— BEGIN EXCERPTED TEXT —

From: Michael Ellerman on
On Tue, 2010-05-18 at 15:22 -0700, Darren Hart wrote:
> On 05/18/2010 02:52 PM, Brian King wrote:
> > Is IRQF_NODELAY something specific to the RT kernel? I don't see it in mainline...
>
> Yes, it basically says "don't make this handler threaded".

That is a good fix for EHEA, but the threaded handling is still broken
for anything else that is edge triggered isn't it?

The result of the discussion about two years ago on this was that we
needed a custom flow handler for XICS on RT.

Apart from the issue of loosing interrupts there is also the fact that
masking on the XICS requires an RTAS call which takes a global lock.

cheers


From: Thomas Gleixner on
On Wed, 19 May 2010, Darren Hart wrote:

> On 05/18/2010 06:25 PM, Michael Ellerman wrote:
> > On Tue, 2010-05-18 at 15:22 -0700, Darren Hart wrote:
> > > On 05/18/2010 02:52 PM, Brian King wrote:
> > > > Is IRQF_NODELAY something specific to the RT kernel? I don't see it in
> > > > mainline...
> > >
> > > Yes, it basically says "don't make this handler threaded".
> >
> > That is a good fix for EHEA, but the threaded handling is still broken
> > for anything else that is edge triggered isn't it?
>
> No, I don't believe so. Edge triggered interrupts that are reported as edge
> triggered interrupts will use the edge handler (which was the approach
> Sebastien took to make this work back in 2008). Since XICS presents all
> interrupts as Level Triggered, they use the fasteoi path.

I wonder whether the XICS interrupts which are edge type can be
identified from the irq_desc->flags. Then we could avoid the masking
for those in the fasteoi_handler in general.

> >
> > The result of the discussion about two years ago on this was that we
> > needed a custom flow handler for XICS on RT.
>
> I'm still not clear on why the ultimate solution wasn't to have XICS report
> edge triggered as edge triggered. Probably some complexity of the entire power
> stack that I am ignorant of.
>
> > Apart from the issue of loosing interrupts there is also the fact that
> > masking on the XICS requires an RTAS call which takes a global lock.

Right, I'd love to avoid that but with real level interrupts we'd run
into an interrupt storm. Though another solution would be to issue the
EOI after the threaded handler finished, that'd work as well, but
needs testing.

> Right, one of may reasons why we felt this was the right fix. The other is
> that there is no real additional overhead in running this as non-threaded
> since the receive handler is so short (just napi_schedule()).

Yes, in the case at hand it's the right thing to do, as we avoid
another wakeup/context switch.

Thanks,

tglx
--
To unsubscribe from this list: send the line "unsubscribe linux-kernel" in
the body of a message to majordomo(a)vger.kernel.org
More majordomo info at http://vger.kernel.org/majordomo-info.html
Please read the FAQ at http://www.tux.org/lkml/
From: Thomas Gleixner on
On Wed, 19 May 2010, Thomas Gleixner wrote:
> > I'm still not clear on why the ultimate solution wasn't to have XICS report
> > edge triggered as edge triggered. Probably some complexity of the entire power
> > stack that I am ignorant of.
> >
> > > Apart from the issue of loosing interrupts there is also the fact that
> > > masking on the XICS requires an RTAS call which takes a global lock.

— END EXCERPTED TEXT —
— BEGIN INFORMATION PROVIDED —

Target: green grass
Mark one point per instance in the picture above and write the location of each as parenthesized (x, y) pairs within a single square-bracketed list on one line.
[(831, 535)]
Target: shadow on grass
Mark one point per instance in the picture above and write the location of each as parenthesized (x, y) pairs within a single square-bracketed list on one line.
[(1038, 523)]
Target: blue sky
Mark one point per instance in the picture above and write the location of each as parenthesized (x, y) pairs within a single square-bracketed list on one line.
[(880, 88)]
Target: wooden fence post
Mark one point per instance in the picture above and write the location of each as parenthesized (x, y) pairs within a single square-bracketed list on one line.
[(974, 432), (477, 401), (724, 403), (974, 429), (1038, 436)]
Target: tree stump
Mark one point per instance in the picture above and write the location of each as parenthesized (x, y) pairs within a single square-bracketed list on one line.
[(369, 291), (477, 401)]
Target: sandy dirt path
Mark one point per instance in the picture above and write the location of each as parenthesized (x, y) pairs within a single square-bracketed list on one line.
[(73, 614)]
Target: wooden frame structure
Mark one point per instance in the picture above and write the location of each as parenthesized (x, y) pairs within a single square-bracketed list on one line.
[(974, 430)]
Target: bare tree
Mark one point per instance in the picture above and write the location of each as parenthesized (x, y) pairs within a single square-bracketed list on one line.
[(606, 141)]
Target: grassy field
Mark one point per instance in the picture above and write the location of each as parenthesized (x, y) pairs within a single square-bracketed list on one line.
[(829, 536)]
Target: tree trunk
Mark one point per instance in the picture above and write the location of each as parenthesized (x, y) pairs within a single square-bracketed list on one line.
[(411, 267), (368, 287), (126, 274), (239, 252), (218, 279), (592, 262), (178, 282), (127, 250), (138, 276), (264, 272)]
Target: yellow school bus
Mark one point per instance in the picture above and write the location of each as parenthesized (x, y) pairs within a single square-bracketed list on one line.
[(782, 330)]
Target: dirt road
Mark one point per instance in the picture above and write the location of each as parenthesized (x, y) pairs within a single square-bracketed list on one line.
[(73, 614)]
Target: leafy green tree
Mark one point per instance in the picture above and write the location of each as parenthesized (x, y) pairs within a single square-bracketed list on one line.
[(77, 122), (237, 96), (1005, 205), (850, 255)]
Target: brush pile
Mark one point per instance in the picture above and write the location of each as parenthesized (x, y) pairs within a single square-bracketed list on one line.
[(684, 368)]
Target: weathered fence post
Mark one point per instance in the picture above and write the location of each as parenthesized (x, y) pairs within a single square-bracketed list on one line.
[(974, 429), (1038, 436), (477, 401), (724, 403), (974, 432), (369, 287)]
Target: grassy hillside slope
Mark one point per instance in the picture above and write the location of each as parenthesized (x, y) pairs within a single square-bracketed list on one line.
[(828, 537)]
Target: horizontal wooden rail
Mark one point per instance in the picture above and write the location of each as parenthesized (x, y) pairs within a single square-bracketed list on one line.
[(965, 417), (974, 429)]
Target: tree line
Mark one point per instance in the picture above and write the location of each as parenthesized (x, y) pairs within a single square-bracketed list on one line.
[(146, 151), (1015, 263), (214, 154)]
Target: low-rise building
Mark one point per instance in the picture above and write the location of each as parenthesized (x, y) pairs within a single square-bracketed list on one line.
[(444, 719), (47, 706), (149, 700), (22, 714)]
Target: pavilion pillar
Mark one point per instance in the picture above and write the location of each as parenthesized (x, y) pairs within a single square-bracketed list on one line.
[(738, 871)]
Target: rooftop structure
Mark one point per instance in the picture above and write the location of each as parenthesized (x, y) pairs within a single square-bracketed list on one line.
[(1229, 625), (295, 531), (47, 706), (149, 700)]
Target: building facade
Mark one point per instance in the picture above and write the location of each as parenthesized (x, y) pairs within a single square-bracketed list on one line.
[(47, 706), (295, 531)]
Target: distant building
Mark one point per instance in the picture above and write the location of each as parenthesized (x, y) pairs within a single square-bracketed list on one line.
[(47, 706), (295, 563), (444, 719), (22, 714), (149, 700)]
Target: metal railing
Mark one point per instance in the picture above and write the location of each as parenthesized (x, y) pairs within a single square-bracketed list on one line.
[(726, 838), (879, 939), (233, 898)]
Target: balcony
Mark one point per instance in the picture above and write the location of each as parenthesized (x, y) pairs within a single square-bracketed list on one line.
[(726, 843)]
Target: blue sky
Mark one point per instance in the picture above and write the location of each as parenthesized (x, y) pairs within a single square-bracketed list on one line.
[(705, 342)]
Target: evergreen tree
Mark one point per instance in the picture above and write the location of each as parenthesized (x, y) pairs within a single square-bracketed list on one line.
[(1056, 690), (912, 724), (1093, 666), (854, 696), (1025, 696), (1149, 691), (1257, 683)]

— END INFORMATION PROVIDED —

WORK TO COMPLETE —
1) In the mailing-list thread, condense the paragraph beginning "Right, I'd love to avoid that" into a short bulleted list that keeps its main facts.
2) Proceed with the mailing-list thread, picking up right after its final quoted line.

ANSWERS BELOW —
1)
- The masking cost would ideally be avoided, but with real level interrupts that would cause an interrupt storm.
- Another option is to issue the EOI after the threaded handler finishes.
- That approach would also work but needs testing.

2)
>
> Right, I'd love to avoid that but with real level interrupts we'd run
> into an interrupt storm. Though another solution would be to issue the
> EOI after the threaded handler finished, that'd work as well, but
> needs testing.

Thought more about that. The case at hand (ehea) is nasty:

The driver does _NOT_ disable the rx interrupt in the card in the rx
interrupt handler - for whatever reason.

So even in mainline you get repeated rx interrupts when packets
arrive while napi is processing the poll, which is suboptimal at
least. In fact it is counterproductive as the whole purpose of NAPI
is to _NOT_ get interrupts for consecutive incoming packets while the
poll is active.

Most of the other network drivers do:

rx_irq()
disable rx interrupts on card
napi_schedule()

Now when the napi poll is done (no more packets available) then the
driver reenables the rx interrupt on the card.

Thanks,

tglx
--
To unsubscribe from this list: send the line "unsubscribe linux-kernel" in
the body of a message to majordomo(a)vger.kernel.org
More majordomo info at http://vger.kernel.org/majordomo-info.html
Please read the FAQ at http://www.tux.org/lkml/
From: Michael Ellerman on
On Wed, 2010-05-19 at 07:16 -0700, Darren Hart wrote:
> On 05/18/2010 06:25 PM, Michael Ellerman wrote:
> > On Tue, 2010-05-18 at 15:22 -0700, Darren Hart wrote:
> >> On 05/18/2010 02:52 PM, Brian King wrote:
> >>> Is IRQF_NODELAY something specific to the RT kernel? I don't see it in mainline...
> >>
> >> Yes, it basically says "don't make this handler threaded".
> >
> > That is a good fix for EHEA, but the threaded handling is still broken
> > for anything else that is edge triggered isn't it?
>
> No, I don't believe so. Edge triggered interrupts that are reported as
> edge triggered interrupts will use the edge handler (which was the
> approach Sebastien took to make this work back in 2008). Since XICS
> presents all interrupts as Level Triggered, they use the fasteoi path.

But that's the point, no interrupts on XICS are reported as edge, even
if they are actually edge somewhere deep in the hardware. I don't think
we have any reliable way to determine what is what.

> > The result of the discussion about two years ago on this was that we
> > needed a custom flow handler for XICS on RT.
>
> I'm still not clear on why the ultimate solution wasn't to have XICS
> report edge triggered as edge triggered. Probably some complexity of the
> entire power stack that I am ignorant of.

I'm not really sure either, but I think it's a case of a leaky
abstraction on the part of the hypervisor. Edge interrupts behave as
level as long as you handle the irq before EOI, but if you mask they
don't. But Milton's the expert on that.

> > Apart from the issue of loosing interrupts there is also the fact that
> > masking on the XICS requires an RTAS call which takes a global lock.
>
> Right, one of may reasons why we felt this was the right fix. The other
> is that there is no real additional overhead in running this as
> non-threaded since the receive handler is so short (just napi_schedule())..

True. It's not a fix in general though. I'm worried that we're going to
see the exact same bug for MSI(-X) interrupts.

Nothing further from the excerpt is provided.